_LAVORO RICHIESTO_: Riscrivi il brano sulle pensioni da "Perché il problema" a "su cui ragionare.", sostituendo "versamenti" con "contributi".

Perché il problema economico non è QUANDO vai in pensione, ma con quanti soldi, in rapporto a quanto hai versato. In astratto si potrebbe andare in pensione anche dopo soli 20 anni di versamenti, ma resta da vedere a che età e quindi con quale aspettativa di vita, e quindi con quanti soldi di pensione. Va detto tuttavia che, stante il fatto che il nostro sistema pensionistico è a ripartizione, e non ad accumulo, cioè i versamenti di oggi servono a pagare le pensioni di oggi, a fronte dei versamenti di ieri, ogni cittadino deve contribuire per un minimo di anni al fondo pensioni da distribuire, altrimenti non ci sarebbe capienza, tenuto anche conto della ridotta base contributiva a fronte di una elevatissima base distributiva di pensioni. Questi sono i termini del problema su cui ragionare.
La rigidità della politica sulle formule, invece, denota l’assenza degli elementi di base del ragionamento, che debbono partire da un calcolo razionale, attendibile, del valore della contribuzione all’INPS e quindi del valore di risparmio cumulato da restituire al contribuente. Già, perché la mia semplificazione, a scopo esplicativo, parte dall’ipotesi di reddito monetario costante e di inflazione zero, ciò che non è. INPS, nei suoi estratti conto, elenca gli anni e mesi di contribuzione, il reddito imponibile del cittadino e l’importo dei suoi versamenti. In queste cifre non figura alcun calcolo attuariale: i versamenti fatti 30 o 40 anni orsono non possono essere calcolati nel monte pensione da distribuire negli anni a parità di valore monetario. Questo anche perché i redditi attuali, su cui viene calcolato il 33% di contribuzione, sono redditi attualizzati, più o meno, agli anni di inflazione.

_DATI_:
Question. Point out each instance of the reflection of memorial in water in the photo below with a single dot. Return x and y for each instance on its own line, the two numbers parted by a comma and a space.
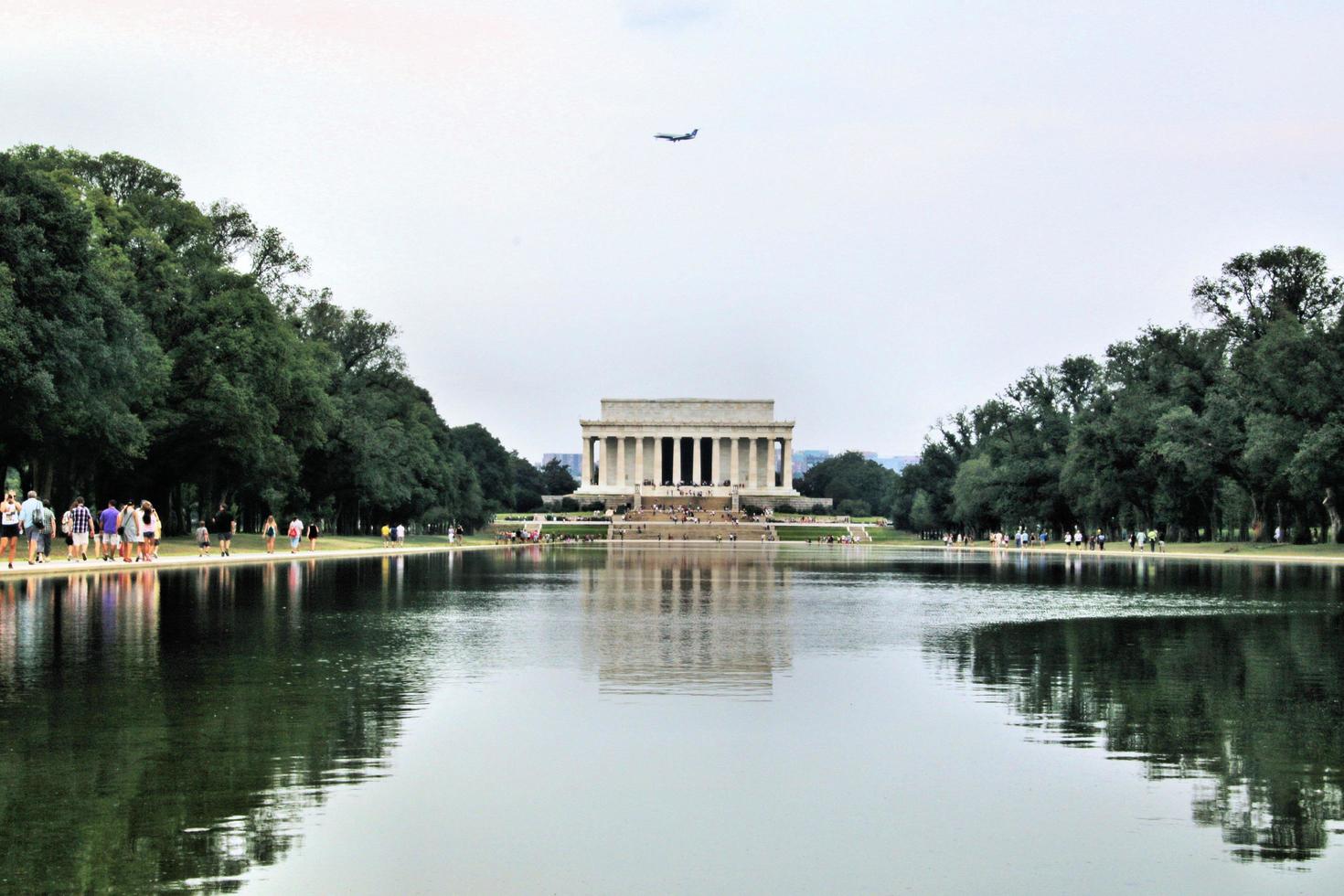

_RISPOSTA ALL'ESERCIZIO_:
Perché il problema economico non è QUANDO vai in pensione, ma con quanti soldi, in rapporto a quanto hai versato. In astratto si potrebbe andare in pensione anche dopo soli 20 anni di contributi, ma resta da vedere a che età e quindi con quale aspettativa di vita, e quindi con quanti soldi di pensione. Va detto tuttavia che, stante il fatto che il nostro sistema pensionistico è a ripartizione, e non ad accumulo, cioè i contributi di oggi servono a pagare le pensioni di oggi, a fronte dei contributi di ieri, ogni cittadino deve contribuire per un minimo di anni al fondo pensioni da distribuire, altrimenti non ci sarebbe capienza, tenuto anche conto della ridotta base contributiva a fronte di una elevatissima base distributiva di pensioni. Questi sono i termini del problema su cui ragionare.